** Instructions to follow **
Reproduce every line of the items below, adding -11 to each coordinate in the answers and omitting the pictures.

>>>>>

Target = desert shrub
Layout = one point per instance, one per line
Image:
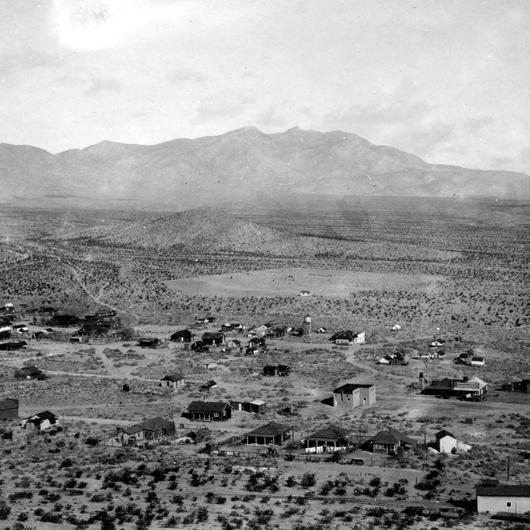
(308, 480)
(5, 510)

<<<<<

** Solution **
Target = desert shrub
Layout = one point per instance, one per line
Image:
(297, 469)
(-6, 499)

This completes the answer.